▶ _STATED PROBLEM_
Rewrite every line of the records below, requests included but pictures omitted, and shift each x and y coordinate in the answer points up by 28.

##### PROVIDED RECORDS #####

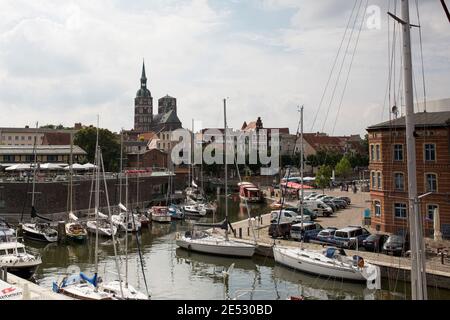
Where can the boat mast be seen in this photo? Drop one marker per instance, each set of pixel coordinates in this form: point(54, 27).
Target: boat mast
point(34, 167)
point(71, 174)
point(126, 230)
point(121, 166)
point(226, 165)
point(418, 272)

#####

▶ _FULL RESPONSE_
Where can the boat mast be seen in this photo? Drop one marker per instance, each set of pixel coordinates in this form: point(54, 27).
Target: boat mast
point(62, 195)
point(99, 202)
point(154, 258)
point(149, 194)
point(254, 193)
point(446, 300)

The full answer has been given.